Task instructions: Pick out every row below that contains the string "positive", and copy each one in full. Case counts.

Data excerpts:
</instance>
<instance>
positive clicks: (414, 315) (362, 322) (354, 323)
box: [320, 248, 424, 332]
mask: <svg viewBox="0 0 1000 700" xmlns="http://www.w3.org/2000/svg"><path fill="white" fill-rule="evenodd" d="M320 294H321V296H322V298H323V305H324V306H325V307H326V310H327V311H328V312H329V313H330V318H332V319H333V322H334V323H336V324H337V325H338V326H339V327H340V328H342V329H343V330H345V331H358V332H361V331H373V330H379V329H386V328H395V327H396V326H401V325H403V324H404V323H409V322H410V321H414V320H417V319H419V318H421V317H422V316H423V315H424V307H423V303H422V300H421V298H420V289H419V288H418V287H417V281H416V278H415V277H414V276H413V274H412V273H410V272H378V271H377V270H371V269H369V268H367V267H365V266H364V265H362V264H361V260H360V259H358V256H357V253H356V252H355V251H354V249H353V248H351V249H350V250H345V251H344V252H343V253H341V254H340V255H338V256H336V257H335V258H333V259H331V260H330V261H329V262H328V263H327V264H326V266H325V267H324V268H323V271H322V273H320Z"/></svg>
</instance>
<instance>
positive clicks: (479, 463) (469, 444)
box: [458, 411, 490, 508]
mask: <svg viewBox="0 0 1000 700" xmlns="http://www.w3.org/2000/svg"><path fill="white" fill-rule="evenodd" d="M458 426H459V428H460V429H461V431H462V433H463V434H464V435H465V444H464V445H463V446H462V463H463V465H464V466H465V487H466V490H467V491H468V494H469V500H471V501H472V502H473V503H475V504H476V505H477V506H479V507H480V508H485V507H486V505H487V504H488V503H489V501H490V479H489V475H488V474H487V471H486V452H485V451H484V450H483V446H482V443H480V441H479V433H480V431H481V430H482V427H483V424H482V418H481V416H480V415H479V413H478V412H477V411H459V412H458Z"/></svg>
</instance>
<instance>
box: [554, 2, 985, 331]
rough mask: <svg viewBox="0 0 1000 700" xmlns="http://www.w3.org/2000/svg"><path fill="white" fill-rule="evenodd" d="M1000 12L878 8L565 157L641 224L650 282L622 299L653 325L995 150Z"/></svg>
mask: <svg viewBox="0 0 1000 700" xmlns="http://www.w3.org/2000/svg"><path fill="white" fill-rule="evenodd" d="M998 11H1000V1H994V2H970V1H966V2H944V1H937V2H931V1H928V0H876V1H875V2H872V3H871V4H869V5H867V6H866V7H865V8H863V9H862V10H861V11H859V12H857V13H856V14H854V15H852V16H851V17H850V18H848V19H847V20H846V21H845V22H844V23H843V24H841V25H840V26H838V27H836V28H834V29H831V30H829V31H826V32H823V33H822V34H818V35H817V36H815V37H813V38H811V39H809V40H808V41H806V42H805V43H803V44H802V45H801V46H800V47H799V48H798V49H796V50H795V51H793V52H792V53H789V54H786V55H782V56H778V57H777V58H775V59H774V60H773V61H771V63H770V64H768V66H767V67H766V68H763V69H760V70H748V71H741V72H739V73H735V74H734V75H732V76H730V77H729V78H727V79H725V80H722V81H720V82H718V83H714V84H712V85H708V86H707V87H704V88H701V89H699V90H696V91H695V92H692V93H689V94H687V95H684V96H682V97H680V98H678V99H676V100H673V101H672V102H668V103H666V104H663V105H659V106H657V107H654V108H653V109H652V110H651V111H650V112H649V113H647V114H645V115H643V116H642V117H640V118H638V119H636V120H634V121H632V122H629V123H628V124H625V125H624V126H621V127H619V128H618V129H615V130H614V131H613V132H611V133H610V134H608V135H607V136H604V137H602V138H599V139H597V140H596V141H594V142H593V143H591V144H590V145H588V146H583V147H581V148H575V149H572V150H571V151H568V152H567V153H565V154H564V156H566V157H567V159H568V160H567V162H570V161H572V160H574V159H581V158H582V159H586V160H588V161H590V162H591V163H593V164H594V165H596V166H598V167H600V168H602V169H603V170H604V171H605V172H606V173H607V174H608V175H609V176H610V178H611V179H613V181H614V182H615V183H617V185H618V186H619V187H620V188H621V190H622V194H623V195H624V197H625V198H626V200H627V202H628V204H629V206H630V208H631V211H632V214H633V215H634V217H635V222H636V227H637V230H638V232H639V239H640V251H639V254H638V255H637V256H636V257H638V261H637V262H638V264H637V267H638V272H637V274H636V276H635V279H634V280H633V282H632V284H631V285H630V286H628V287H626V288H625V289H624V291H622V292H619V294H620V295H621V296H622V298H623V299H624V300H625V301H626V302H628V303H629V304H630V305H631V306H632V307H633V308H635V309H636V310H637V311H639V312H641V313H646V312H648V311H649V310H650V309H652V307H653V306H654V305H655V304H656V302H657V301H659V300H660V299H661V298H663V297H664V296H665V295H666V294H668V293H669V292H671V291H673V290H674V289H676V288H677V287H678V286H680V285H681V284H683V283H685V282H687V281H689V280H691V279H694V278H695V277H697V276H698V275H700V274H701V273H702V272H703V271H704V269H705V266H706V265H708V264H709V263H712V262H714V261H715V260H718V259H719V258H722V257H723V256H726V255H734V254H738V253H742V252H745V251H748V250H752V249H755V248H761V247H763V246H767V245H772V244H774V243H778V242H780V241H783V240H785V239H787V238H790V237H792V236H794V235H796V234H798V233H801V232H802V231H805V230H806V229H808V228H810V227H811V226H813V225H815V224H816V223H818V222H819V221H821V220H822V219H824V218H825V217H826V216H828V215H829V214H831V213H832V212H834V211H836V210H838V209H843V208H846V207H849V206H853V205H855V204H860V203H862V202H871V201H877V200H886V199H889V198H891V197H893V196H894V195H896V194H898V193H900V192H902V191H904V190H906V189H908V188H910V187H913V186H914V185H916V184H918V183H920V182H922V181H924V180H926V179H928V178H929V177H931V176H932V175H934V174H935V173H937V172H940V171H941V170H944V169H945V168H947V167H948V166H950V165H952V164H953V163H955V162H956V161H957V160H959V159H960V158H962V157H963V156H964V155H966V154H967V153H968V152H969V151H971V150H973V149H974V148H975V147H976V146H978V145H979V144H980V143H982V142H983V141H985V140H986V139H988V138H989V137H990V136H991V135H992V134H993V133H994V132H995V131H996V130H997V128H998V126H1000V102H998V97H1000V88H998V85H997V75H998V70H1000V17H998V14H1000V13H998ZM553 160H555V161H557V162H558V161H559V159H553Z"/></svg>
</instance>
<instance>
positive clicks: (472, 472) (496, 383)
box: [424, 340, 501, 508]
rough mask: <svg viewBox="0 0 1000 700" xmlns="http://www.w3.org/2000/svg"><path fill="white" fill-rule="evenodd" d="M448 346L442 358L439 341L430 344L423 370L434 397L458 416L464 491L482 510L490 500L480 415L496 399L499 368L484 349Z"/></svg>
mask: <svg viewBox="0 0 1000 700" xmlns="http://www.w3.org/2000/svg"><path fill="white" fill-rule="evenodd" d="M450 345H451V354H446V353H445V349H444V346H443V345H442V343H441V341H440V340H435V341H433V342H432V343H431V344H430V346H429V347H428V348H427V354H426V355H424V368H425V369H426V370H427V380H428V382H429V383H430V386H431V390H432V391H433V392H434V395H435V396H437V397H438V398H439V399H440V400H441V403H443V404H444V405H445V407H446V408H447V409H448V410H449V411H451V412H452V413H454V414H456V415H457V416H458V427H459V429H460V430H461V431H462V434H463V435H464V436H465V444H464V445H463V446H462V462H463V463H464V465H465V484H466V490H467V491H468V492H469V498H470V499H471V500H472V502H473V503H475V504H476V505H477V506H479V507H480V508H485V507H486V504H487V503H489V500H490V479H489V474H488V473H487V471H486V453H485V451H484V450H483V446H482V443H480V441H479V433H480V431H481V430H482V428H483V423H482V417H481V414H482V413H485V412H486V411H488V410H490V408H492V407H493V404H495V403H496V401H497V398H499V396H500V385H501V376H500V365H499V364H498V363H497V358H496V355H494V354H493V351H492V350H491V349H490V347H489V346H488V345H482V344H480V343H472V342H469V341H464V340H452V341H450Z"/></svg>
==
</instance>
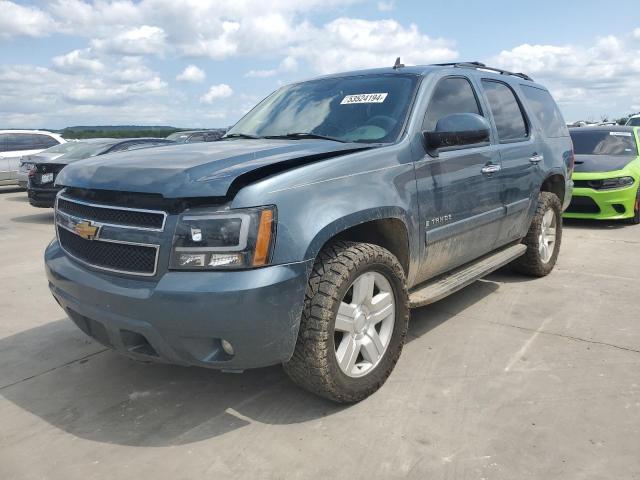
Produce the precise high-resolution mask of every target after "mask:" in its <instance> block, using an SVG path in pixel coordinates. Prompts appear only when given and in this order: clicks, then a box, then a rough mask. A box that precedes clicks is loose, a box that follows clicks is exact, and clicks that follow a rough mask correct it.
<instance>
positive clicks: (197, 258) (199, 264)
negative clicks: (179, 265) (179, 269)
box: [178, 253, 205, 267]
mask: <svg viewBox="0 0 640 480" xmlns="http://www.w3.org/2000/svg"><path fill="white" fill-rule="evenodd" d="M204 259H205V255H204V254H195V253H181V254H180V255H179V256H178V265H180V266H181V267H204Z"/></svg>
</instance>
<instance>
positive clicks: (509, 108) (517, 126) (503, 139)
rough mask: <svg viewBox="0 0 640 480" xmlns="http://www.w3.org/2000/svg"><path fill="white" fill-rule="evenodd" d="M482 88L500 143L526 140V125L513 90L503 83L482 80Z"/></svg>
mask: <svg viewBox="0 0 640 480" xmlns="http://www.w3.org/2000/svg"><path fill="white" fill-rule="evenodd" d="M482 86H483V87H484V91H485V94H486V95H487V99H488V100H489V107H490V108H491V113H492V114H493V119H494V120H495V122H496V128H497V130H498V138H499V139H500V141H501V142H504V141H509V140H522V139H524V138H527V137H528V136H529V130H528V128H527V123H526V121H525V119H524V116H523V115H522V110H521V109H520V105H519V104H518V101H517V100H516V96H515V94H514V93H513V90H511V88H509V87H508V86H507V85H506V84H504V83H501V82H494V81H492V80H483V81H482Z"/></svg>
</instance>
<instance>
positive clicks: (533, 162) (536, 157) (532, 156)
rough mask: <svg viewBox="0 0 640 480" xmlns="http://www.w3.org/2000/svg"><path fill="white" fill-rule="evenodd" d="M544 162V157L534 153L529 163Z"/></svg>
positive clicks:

Exercise response:
positive clicks: (414, 315) (362, 322) (354, 323)
positive clicks: (479, 463) (469, 444)
positive clicks: (472, 472) (496, 383)
positive clicks: (197, 258) (199, 264)
positive clicks: (509, 108) (517, 126) (503, 139)
positive clicks: (533, 162) (536, 157) (532, 156)
positive clicks:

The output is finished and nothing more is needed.